PROMPT: Whenever the word "navy" shows up in a line of the data, copy that line.

·····

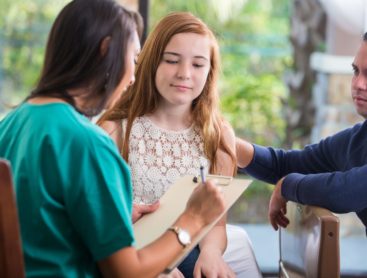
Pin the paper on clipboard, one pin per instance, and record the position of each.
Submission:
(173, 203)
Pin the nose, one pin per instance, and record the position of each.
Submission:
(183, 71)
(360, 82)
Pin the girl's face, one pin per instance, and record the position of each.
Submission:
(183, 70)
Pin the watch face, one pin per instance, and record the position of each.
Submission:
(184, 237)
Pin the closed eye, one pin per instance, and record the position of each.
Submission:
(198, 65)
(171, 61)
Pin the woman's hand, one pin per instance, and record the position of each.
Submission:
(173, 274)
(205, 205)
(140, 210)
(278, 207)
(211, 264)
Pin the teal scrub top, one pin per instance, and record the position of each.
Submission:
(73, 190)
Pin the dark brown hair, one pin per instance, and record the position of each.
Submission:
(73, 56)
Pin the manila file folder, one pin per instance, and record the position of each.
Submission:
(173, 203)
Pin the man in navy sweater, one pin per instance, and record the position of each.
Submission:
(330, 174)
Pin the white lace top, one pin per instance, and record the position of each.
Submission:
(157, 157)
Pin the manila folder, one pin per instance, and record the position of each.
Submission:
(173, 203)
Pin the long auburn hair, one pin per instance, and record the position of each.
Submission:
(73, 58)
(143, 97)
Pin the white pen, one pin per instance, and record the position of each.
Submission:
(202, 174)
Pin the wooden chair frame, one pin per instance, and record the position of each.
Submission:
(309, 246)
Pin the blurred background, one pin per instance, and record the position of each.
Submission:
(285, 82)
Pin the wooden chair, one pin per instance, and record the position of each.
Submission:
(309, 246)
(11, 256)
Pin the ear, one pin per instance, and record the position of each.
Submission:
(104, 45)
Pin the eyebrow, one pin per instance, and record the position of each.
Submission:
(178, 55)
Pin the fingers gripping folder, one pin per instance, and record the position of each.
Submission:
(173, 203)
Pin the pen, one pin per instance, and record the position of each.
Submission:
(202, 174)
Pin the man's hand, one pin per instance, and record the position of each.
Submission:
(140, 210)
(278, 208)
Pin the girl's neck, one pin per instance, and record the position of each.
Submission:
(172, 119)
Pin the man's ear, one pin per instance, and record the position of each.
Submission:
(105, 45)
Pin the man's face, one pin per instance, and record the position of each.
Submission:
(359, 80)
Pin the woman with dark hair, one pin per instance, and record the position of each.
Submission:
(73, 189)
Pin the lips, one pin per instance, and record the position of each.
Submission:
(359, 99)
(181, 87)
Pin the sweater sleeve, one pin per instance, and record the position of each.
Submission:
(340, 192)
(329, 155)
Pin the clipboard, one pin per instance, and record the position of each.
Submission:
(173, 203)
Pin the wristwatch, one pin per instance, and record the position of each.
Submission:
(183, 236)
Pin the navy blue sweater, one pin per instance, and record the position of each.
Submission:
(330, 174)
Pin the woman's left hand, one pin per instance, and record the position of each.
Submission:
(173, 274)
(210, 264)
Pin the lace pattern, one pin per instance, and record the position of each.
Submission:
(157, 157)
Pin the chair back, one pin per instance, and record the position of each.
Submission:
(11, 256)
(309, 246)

·····

PROBLEM SOLUTION:
Pin the man in navy sweater, one pin per instance, and record the position of each.
Pin the navy blue sweater, one pin per instance, and record the position of each.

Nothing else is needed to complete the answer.